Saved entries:
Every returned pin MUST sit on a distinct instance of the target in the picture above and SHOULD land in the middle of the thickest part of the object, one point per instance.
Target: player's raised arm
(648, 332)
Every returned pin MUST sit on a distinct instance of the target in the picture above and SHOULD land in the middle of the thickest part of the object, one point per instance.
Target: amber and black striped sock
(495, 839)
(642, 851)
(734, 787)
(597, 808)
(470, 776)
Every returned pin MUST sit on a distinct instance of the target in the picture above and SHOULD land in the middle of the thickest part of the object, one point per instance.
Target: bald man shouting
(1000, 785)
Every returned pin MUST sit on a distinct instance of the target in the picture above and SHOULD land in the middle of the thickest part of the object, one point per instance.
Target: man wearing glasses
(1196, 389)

## WHAT YOU SHOULD DO:
Print each entry exactly as it was written.

## RESPONSE AREA:
Every returned pin MUST sit on a distinct instance of the target in the picture above and SHOULD land in the middle of the thickest part of the object, one point per instance.
Target: player's raised arm
(648, 332)
Every returned pin MUST sit on a distinct instance of the target in the picture above and SHOULD land in the middle of the thickest part of the object, one point per instance.
Target: amber and black striped sock
(495, 839)
(642, 851)
(734, 787)
(597, 808)
(470, 776)
Every returned pin MUST sit on a distinct instance of the target in the picture above and SHOULD land in the middle of the thickest part of the object, one point per instance.
Target: bald man shouting
(1000, 785)
Every returned pin MUST sit on a distinct instance of the target in the picture above and SHOULD land in the middle of the thickest part of the object, one point per instance.
Target: man wearing glasses
(1196, 389)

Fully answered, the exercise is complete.